__WHAT YOU SHOULD DO__. Please show each line of the items below that contains the word "orange".

__PROVIDED INFORMATION__.

******************************

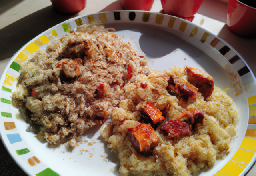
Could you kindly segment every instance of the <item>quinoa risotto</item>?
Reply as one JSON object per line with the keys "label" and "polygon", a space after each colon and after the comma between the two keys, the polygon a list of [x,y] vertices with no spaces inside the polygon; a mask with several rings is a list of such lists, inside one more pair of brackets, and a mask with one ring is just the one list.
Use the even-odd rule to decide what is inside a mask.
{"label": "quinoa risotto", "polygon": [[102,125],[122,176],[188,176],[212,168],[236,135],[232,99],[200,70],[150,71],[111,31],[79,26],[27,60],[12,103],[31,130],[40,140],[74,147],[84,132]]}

******************************

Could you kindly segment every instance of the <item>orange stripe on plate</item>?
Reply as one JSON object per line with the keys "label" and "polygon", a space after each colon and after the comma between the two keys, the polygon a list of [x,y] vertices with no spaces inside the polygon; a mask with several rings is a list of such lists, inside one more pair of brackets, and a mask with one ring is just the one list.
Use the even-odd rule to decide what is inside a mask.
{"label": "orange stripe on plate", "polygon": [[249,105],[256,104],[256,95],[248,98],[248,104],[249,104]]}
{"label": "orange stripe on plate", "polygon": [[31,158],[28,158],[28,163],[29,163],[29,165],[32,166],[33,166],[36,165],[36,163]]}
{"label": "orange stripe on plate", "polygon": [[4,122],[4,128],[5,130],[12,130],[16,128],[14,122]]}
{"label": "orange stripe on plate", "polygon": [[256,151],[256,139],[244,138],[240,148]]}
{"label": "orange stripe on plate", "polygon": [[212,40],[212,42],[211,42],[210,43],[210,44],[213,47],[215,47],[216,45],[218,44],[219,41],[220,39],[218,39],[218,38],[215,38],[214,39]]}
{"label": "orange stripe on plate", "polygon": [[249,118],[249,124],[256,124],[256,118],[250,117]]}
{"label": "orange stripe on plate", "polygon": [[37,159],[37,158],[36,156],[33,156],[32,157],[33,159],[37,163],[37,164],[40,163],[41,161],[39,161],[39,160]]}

******************************

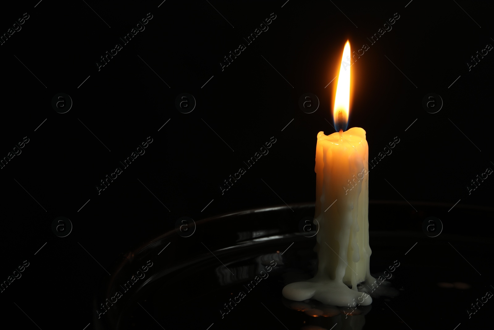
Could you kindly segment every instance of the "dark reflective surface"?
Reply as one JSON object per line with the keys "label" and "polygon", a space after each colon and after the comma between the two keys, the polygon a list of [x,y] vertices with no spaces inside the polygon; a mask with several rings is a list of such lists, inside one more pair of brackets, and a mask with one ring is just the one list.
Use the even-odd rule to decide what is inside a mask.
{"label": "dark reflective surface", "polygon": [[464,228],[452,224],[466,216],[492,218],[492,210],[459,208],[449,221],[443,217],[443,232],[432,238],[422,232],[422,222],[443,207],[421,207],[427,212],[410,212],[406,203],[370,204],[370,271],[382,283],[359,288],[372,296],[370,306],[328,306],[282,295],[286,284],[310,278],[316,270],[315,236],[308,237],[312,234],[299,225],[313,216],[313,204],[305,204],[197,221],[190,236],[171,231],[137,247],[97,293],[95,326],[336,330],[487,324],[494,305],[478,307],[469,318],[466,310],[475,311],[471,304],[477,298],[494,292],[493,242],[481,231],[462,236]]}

******************************

__THE OUTPUT__.
Could you kindly segment every instance of the <item>orange stripe on plate</item>?
{"label": "orange stripe on plate", "polygon": [[249,105],[256,104],[256,95],[248,98],[248,104],[249,104]]}
{"label": "orange stripe on plate", "polygon": [[31,158],[28,158],[28,163],[29,163],[29,165],[32,166],[33,166],[36,165],[36,163]]}
{"label": "orange stripe on plate", "polygon": [[4,122],[4,128],[5,130],[12,130],[16,128],[14,122]]}
{"label": "orange stripe on plate", "polygon": [[256,151],[256,139],[244,138],[240,148]]}
{"label": "orange stripe on plate", "polygon": [[212,40],[212,42],[211,42],[210,43],[210,44],[213,47],[215,47],[216,45],[218,44],[219,41],[220,39],[218,39],[218,38],[215,38],[214,39]]}
{"label": "orange stripe on plate", "polygon": [[249,118],[249,124],[256,124],[256,118],[250,117]]}
{"label": "orange stripe on plate", "polygon": [[37,159],[37,158],[36,156],[33,156],[32,157],[33,159],[37,163],[37,164],[40,163],[41,161],[39,161],[39,160]]}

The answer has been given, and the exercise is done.